Detection examples

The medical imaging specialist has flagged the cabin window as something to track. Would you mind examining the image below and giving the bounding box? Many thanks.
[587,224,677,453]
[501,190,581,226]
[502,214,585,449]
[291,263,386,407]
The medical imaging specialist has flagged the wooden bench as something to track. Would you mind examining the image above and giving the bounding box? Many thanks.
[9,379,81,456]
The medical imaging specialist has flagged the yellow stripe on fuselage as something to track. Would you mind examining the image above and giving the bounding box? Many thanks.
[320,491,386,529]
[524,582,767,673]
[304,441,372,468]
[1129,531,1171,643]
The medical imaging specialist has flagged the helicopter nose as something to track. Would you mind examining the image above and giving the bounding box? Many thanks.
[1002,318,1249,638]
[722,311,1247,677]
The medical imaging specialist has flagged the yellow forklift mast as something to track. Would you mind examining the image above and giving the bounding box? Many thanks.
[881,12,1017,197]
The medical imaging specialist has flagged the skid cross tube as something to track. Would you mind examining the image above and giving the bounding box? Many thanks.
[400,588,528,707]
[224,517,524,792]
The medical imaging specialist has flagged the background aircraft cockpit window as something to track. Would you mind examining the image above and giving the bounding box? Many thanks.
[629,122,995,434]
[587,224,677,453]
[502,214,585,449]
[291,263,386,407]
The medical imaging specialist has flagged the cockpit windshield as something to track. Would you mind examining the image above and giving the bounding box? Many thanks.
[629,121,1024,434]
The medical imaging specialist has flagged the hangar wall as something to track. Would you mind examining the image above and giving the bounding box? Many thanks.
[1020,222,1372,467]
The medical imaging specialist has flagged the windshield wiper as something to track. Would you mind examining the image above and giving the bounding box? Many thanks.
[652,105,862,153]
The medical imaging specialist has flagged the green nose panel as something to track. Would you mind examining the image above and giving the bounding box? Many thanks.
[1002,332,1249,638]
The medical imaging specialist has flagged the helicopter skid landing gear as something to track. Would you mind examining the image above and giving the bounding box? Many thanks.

WHAT IS ASKED: Rewrite all the rows above, changing every "medical imaging specialist" to "maintenance inspector" and leaving all other text as it is.

TASK OUTPUT:
The maintenance inspector has flagged the cabin window as something to track. Would you mind examining the image below and giving the bounding box? Many thanks.
[587,224,677,453]
[501,190,581,226]
[502,214,585,449]
[291,263,386,407]
The maintenance inspector has flagged the wooden bench as something to track. Would you mind examining the image above and giving the bounding box? Many thanks.
[9,379,81,456]
The maintenance inspector has flagged the yellow stripe on fuselage as something to track. Would you mind examining the image above and giving the bounding box? Many thanks.
[320,491,386,529]
[524,582,767,673]
[304,441,372,468]
[1129,531,1171,643]
The maintenance inspector has flagged the helicopter nose as something to track. Would you mind examining the image above and giving the bounding box? Many thanks.
[1002,318,1249,638]
[722,311,1247,677]
The maintenance inspector has flagged the yellow forklift mast as something to track. Would you mind examining the image above and giving the bounding box? Many thanks.
[881,12,1017,197]
The maintenance inspector has flagged the skid cross tube as something to track. Would you mind examining the image above and giving the bounding box? Many thanks.
[400,588,528,707]
[224,517,524,792]
The maintenance inspector has flagged the background aircraft cockpit window as something to track. Would you mind examining the image above and giving the bounding box? Many thanks.
[629,122,995,434]
[587,224,677,453]
[502,214,585,449]
[291,263,386,407]
The maintenance inspector has flagged the cockpit windshield as something to track. Would you mind examining the image above and giving the bounding box? Many thanks.
[629,121,1024,434]
The maintenance inspector has flagged the hangar wall as something to track. Would you mind examining the image above and giving the bounding box? Many thanks.
[1020,222,1372,467]
The maintenance inspector has flagged the windshield wiper as something to track. Would you mind examining the image above and giving the bounding box? Many thanks.
[652,105,862,153]
The maintenance inspector has flagged the green nose panel as something to track. Would you mind examining the image above and giving the bounding box? Many thanks.
[1002,332,1249,638]
The maintenance inspector has flagged the helicopter skid landing gear as something to track. Would you mind examining the image above and giving the bounding box? Many thanks.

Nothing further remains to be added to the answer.